* _TASK DETAILS_:
Using the records provided below, locate and copy each line that contains the word "distant".

* _GIVEN RECORDS_:

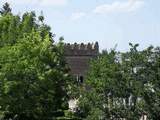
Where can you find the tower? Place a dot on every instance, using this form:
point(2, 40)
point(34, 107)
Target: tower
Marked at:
point(78, 57)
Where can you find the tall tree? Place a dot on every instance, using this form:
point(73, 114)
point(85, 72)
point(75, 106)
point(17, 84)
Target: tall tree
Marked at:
point(33, 73)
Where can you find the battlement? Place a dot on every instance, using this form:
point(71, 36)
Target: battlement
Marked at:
point(90, 49)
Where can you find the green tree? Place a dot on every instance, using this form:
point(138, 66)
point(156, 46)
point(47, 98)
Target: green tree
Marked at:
point(117, 83)
point(33, 73)
point(6, 9)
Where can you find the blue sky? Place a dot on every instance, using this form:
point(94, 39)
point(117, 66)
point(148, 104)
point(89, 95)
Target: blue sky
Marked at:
point(109, 22)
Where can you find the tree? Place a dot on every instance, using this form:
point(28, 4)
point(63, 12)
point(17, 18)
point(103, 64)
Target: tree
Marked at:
point(6, 9)
point(117, 86)
point(33, 73)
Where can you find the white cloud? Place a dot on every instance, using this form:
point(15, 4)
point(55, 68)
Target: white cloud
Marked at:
point(38, 2)
point(128, 6)
point(78, 15)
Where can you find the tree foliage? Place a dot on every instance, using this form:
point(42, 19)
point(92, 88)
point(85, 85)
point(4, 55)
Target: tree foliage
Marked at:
point(122, 85)
point(33, 73)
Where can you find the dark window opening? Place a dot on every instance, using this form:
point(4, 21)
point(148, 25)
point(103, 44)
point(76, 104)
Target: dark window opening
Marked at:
point(81, 79)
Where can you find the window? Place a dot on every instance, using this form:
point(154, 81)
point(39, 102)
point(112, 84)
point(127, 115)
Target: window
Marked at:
point(80, 78)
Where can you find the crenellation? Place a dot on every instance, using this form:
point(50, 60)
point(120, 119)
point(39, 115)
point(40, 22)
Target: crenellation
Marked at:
point(90, 49)
point(78, 57)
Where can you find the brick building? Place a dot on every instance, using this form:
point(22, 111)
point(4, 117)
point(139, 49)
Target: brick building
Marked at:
point(78, 57)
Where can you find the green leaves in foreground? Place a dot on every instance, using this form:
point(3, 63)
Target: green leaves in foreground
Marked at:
point(33, 74)
point(122, 85)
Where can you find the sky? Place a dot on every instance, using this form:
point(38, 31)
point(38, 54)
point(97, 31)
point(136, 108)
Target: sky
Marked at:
point(110, 22)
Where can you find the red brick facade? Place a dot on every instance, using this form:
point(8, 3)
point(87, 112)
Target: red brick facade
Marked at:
point(79, 55)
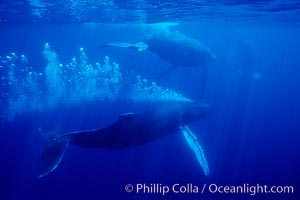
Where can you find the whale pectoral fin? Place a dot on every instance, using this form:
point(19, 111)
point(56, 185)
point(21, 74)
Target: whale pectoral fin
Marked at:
point(139, 46)
point(54, 148)
point(196, 147)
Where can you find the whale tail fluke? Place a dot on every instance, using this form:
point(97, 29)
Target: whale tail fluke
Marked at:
point(53, 150)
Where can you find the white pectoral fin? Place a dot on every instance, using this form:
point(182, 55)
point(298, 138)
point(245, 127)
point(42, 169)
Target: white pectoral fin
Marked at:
point(196, 147)
point(139, 46)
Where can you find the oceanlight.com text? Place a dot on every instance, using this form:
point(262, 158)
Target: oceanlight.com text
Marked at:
point(189, 188)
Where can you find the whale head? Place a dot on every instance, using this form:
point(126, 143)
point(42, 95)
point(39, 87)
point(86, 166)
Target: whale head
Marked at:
point(192, 111)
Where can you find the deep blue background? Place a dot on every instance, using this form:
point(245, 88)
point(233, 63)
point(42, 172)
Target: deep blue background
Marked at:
point(251, 136)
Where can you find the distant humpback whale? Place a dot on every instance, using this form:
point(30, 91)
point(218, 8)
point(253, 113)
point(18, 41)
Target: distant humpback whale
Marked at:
point(131, 129)
point(175, 48)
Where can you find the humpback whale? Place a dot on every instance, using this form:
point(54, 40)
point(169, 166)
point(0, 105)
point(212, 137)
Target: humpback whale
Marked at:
point(131, 129)
point(173, 47)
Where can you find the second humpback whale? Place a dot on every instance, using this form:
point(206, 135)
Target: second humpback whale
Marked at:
point(131, 129)
point(175, 48)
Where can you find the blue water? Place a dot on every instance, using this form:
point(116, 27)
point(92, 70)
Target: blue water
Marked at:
point(249, 137)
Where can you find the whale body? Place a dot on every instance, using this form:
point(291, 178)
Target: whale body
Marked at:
point(173, 47)
point(131, 129)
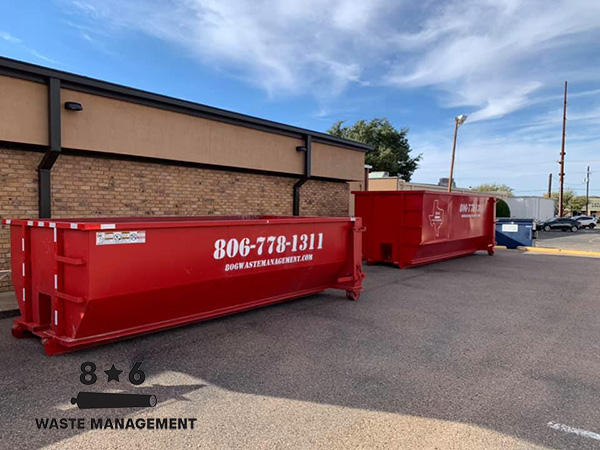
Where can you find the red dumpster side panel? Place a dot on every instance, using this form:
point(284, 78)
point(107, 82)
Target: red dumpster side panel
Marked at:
point(409, 228)
point(96, 281)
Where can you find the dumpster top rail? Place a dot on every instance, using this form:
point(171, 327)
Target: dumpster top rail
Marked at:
point(116, 223)
point(422, 191)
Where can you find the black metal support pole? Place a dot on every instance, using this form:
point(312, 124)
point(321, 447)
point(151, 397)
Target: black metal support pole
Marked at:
point(307, 173)
point(50, 157)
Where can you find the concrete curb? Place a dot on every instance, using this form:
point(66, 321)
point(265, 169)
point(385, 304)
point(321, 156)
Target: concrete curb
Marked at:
point(559, 251)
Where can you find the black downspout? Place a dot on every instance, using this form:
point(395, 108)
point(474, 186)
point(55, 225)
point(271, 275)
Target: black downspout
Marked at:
point(54, 138)
point(307, 149)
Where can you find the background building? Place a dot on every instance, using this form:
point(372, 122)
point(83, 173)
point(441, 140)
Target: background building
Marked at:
point(381, 181)
point(72, 146)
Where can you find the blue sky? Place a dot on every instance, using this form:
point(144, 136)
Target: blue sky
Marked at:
point(310, 63)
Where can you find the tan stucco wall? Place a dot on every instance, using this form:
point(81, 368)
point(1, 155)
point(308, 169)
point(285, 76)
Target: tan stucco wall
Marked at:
point(337, 162)
point(23, 111)
point(115, 126)
point(383, 184)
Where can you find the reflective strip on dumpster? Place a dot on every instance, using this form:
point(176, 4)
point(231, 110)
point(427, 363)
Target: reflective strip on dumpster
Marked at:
point(88, 281)
point(410, 228)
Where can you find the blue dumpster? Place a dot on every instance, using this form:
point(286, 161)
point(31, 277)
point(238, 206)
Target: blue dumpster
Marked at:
point(514, 233)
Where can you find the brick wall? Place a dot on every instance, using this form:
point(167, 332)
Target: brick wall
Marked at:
point(18, 197)
point(88, 186)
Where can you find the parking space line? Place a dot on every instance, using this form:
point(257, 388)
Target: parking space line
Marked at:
point(572, 430)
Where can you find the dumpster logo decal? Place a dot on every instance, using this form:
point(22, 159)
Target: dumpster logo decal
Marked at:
point(436, 218)
point(121, 237)
point(112, 400)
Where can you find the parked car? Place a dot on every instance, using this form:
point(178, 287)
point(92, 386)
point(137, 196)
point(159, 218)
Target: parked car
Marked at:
point(587, 221)
point(561, 223)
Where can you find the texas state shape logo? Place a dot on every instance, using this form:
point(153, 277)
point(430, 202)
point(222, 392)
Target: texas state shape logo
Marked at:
point(436, 218)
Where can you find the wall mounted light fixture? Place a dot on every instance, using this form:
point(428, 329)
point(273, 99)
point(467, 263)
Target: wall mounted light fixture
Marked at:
point(73, 106)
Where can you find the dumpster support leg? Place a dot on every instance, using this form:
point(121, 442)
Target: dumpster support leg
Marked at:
point(307, 149)
point(50, 157)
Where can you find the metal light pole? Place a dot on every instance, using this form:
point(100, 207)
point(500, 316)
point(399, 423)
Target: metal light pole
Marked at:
point(561, 175)
point(587, 192)
point(458, 121)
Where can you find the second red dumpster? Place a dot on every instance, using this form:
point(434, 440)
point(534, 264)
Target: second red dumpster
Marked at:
point(410, 228)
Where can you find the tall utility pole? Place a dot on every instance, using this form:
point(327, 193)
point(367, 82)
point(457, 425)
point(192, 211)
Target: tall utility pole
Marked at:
point(458, 121)
point(561, 175)
point(587, 192)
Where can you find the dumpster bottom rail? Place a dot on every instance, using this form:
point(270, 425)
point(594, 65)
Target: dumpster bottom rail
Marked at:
point(56, 345)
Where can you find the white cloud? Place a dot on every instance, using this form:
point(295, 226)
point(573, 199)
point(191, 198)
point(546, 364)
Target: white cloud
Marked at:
point(490, 57)
point(7, 37)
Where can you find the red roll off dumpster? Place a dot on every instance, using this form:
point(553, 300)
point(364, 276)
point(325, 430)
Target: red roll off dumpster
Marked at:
point(82, 282)
point(410, 228)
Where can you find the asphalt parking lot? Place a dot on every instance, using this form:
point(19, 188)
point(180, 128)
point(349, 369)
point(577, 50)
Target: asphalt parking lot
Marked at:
point(479, 352)
point(587, 240)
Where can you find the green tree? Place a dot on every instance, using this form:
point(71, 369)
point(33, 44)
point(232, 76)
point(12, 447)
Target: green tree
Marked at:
point(391, 149)
point(494, 187)
point(572, 203)
point(502, 208)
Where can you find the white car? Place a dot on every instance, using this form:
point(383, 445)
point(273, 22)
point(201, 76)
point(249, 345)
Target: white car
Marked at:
point(586, 221)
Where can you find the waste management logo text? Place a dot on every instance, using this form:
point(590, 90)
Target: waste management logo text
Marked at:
point(111, 400)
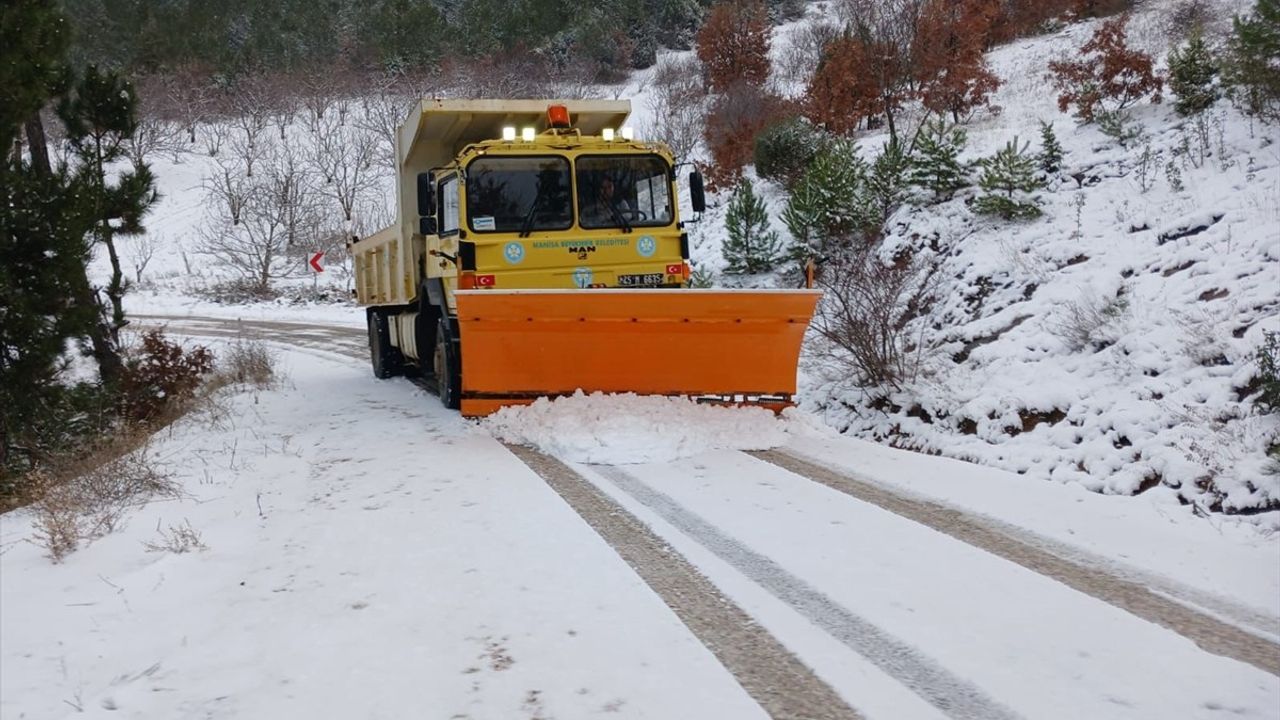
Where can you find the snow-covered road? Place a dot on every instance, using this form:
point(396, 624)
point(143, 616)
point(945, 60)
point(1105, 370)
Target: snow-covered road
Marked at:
point(373, 555)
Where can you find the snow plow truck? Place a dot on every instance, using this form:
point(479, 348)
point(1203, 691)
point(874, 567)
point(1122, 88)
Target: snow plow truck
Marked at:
point(539, 250)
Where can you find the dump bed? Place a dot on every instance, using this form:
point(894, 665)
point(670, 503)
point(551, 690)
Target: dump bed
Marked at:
point(388, 263)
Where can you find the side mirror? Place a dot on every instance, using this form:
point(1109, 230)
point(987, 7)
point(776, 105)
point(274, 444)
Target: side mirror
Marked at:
point(696, 194)
point(425, 195)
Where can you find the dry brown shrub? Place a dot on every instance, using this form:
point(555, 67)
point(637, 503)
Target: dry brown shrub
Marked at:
point(177, 540)
point(85, 499)
point(1109, 78)
point(736, 117)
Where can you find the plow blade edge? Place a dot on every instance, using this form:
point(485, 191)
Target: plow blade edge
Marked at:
point(737, 346)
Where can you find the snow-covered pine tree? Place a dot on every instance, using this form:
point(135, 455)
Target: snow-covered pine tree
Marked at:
point(1191, 76)
point(936, 163)
point(1010, 171)
point(831, 204)
point(1251, 68)
point(1050, 158)
point(752, 245)
point(887, 181)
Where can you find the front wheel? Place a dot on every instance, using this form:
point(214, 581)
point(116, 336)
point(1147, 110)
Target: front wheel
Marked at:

* _ANSWER TO THIS PROBLEM_:
Where can you find the distant humpback whale? Place a dot on every instance, using this form:
Target: distant humpback whale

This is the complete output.